Exercise objective: The line containing "Locate the pile" and every line after it, through the last, are to be extracted exactly; no other lines belong in the answer.

Information supplied:
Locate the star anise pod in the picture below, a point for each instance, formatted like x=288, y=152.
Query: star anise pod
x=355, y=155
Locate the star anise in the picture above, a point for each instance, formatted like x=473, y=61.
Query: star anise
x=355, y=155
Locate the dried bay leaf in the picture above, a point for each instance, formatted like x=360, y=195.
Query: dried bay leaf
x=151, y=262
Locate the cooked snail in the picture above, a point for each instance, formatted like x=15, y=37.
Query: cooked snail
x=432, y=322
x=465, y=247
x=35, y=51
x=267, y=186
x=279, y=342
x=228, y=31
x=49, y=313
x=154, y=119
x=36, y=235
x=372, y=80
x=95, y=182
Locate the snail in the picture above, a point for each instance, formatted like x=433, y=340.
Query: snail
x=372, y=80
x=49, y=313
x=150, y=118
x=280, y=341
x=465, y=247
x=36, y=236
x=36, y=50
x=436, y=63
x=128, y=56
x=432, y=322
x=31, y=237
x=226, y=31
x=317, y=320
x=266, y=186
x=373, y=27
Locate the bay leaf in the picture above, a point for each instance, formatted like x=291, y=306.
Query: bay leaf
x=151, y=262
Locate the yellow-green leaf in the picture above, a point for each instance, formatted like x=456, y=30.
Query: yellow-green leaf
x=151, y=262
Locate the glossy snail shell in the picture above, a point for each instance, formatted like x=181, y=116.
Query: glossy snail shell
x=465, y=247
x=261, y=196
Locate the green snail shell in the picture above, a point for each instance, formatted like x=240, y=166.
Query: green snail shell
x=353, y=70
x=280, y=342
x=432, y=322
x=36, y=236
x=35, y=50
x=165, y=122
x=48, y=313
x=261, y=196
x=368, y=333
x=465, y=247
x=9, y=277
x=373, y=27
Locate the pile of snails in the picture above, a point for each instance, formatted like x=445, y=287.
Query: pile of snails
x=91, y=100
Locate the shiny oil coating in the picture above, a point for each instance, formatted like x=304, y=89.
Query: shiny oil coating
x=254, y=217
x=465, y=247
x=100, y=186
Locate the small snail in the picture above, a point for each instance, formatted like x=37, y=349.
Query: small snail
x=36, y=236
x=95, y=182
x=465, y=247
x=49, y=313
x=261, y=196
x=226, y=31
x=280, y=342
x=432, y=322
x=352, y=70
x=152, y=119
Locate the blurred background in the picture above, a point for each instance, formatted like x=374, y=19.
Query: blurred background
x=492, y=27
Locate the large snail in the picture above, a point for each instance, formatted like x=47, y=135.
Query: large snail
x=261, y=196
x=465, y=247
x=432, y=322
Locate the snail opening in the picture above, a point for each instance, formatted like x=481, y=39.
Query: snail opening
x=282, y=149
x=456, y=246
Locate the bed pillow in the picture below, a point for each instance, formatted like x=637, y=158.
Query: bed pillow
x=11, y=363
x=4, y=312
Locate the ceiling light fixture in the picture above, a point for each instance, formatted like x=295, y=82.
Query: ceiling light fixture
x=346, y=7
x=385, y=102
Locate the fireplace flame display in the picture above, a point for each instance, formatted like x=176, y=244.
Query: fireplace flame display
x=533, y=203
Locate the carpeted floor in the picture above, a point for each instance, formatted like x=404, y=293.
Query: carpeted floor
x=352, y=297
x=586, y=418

Response to this task:
Locate the pile of snails in the picture above, a point for each instance, formatted like x=445, y=287.
Query: pile of snails
x=91, y=100
Locate the shiny oil coating in the picture above, a point for each instance, formatted like x=304, y=89.
Query: shiny oil coating
x=254, y=217
x=465, y=247
x=100, y=186
Locate the small snail in the picture above, a point for each instance, formatted like x=37, y=349.
Query: small snail
x=36, y=236
x=95, y=182
x=465, y=247
x=49, y=313
x=261, y=196
x=226, y=31
x=280, y=342
x=432, y=322
x=352, y=70
x=152, y=119
Locate the blurred background in the picture above, a point for each instance, formatted like x=374, y=19.
Query: blurred background
x=492, y=27
Locate the large snail in the picture above, a point for each instance, formatted like x=47, y=135.
Query: large snail
x=261, y=196
x=465, y=247
x=432, y=322
Locate the snail opening in the picture above, a point for each instance, formatted like x=481, y=39.
Query: snail opening
x=282, y=149
x=456, y=246
Locate the bed pillow in the picture below, a point for each instance, formatted like x=637, y=158.
Query: bed pillow
x=11, y=363
x=4, y=312
Locate the ceiling light fixture in the picture above, a point for each instance, formatted like x=295, y=82.
Query: ceiling light fixture
x=346, y=7
x=385, y=102
Locate the fireplace flame display in the picture above, a point for each instance, formatted like x=176, y=244.
Query: fireplace flame display
x=533, y=203
Locate the carpeted floor in the picture above, a point for each instance, formatted like x=404, y=293.
Query: carpeted floor
x=352, y=297
x=586, y=418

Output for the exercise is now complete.